(Collected data entries)
※
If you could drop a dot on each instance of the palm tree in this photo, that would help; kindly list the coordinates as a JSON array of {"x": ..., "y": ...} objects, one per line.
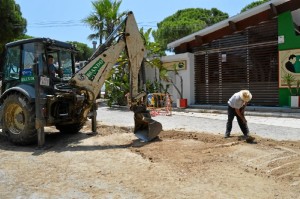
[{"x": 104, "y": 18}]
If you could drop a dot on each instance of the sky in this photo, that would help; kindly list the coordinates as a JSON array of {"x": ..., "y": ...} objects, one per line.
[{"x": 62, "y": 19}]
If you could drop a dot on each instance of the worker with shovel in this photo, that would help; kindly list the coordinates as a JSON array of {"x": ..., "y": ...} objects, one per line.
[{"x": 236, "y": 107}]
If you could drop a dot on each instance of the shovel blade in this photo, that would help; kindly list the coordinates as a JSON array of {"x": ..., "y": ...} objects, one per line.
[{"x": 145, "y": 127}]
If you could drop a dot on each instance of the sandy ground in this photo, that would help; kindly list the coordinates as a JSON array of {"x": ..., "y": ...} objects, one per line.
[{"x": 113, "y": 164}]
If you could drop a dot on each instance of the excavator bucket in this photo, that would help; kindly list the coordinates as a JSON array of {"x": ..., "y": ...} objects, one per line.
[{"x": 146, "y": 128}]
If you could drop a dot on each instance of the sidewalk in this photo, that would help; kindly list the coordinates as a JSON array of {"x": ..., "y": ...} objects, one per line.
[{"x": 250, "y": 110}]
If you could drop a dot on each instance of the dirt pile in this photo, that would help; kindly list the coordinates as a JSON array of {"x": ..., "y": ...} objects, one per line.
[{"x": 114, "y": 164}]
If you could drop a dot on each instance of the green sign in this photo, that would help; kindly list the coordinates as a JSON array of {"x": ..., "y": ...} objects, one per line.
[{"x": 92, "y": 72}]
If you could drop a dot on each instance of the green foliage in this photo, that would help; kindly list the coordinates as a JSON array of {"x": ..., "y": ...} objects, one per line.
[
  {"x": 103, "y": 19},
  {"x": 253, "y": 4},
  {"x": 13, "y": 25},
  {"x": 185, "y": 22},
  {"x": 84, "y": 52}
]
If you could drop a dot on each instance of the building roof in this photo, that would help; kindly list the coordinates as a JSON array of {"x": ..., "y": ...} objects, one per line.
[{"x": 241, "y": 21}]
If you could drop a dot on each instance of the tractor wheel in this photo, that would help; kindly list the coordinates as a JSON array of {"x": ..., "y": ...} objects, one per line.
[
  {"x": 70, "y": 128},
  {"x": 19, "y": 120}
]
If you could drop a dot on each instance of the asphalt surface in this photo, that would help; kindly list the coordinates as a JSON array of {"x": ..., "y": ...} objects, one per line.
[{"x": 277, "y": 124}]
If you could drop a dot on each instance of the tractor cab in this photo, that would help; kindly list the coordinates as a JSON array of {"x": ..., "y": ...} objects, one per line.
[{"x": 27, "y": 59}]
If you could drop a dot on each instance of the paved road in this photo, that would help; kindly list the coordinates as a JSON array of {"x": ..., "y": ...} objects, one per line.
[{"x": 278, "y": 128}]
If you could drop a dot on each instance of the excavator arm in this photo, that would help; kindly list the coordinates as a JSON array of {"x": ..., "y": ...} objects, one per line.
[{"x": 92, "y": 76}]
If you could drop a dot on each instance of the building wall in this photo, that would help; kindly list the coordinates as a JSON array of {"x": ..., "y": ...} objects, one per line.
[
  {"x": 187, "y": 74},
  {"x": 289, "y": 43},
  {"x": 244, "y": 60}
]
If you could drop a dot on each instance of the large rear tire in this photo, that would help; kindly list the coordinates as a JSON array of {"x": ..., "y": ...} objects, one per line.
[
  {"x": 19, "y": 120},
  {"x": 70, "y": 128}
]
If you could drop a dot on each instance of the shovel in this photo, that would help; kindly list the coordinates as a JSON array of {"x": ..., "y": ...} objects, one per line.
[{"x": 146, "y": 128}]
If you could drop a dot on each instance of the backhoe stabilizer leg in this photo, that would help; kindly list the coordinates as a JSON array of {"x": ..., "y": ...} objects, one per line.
※
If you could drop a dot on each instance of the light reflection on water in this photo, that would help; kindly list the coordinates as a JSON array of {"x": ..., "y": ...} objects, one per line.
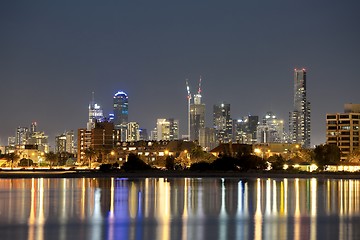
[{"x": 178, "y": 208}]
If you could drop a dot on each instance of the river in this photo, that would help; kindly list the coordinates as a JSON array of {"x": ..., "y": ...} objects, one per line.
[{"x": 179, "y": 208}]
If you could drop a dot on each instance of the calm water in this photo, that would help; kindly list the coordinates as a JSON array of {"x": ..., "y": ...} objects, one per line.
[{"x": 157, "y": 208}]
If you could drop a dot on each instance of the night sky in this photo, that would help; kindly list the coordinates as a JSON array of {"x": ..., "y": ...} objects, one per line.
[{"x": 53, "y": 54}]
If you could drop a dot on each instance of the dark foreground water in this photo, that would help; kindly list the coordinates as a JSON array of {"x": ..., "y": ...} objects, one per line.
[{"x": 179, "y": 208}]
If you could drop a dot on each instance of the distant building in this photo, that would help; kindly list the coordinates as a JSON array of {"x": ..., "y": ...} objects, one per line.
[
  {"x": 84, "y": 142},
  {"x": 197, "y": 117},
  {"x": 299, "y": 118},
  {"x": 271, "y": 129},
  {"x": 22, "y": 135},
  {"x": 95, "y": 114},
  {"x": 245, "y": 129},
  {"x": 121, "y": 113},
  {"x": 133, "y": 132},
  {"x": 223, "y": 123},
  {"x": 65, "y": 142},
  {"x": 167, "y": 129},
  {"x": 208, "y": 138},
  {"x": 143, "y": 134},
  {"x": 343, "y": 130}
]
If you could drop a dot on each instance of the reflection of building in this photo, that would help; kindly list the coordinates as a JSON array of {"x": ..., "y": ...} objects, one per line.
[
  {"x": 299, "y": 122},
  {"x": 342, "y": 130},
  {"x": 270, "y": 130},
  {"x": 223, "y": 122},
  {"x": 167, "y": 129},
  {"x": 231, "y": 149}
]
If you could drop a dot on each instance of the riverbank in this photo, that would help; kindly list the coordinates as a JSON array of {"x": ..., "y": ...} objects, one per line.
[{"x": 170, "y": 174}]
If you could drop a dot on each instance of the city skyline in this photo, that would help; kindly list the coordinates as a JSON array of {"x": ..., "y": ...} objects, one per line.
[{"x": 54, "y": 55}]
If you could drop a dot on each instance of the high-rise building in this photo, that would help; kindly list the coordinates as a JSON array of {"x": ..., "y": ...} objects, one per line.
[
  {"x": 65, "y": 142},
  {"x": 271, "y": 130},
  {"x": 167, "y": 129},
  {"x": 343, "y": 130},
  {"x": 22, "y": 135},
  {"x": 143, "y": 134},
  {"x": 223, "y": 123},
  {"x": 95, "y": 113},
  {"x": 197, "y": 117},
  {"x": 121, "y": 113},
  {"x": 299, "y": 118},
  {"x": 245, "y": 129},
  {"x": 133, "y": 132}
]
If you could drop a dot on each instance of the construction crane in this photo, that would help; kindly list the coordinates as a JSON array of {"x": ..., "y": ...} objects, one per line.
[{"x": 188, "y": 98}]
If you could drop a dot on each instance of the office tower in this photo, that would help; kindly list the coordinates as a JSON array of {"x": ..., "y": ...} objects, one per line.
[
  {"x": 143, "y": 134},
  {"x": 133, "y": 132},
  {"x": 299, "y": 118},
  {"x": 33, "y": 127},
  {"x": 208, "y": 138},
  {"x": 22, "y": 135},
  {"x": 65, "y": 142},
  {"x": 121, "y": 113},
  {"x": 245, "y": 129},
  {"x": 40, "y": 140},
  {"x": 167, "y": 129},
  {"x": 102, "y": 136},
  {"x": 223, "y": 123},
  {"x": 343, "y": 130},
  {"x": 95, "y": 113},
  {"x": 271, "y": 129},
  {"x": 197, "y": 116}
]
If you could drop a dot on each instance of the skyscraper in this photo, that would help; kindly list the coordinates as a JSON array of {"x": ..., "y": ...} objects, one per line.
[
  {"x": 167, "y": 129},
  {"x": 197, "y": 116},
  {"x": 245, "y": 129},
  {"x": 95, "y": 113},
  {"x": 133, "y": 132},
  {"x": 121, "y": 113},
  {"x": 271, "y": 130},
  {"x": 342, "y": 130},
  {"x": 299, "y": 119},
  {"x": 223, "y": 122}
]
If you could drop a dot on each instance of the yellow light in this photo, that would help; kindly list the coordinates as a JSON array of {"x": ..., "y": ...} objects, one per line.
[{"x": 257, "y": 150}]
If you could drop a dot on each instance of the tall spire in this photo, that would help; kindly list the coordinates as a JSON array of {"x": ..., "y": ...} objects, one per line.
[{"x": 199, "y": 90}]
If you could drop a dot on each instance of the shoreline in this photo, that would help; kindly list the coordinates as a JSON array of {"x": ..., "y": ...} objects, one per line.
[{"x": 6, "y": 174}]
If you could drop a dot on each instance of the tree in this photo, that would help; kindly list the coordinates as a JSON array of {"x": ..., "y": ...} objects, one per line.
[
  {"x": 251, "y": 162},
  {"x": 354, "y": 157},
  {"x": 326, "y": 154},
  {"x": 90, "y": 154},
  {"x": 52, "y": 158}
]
※
### Work required
Which lines of the records contain the string "surface"? List each such line in full.

### Task answer
If you could drop a dot on each instance of the asphalt surface in this photo, that would help; kindly list the coordinates as a JSON array of {"x": ..., "y": ...} objects, one per line.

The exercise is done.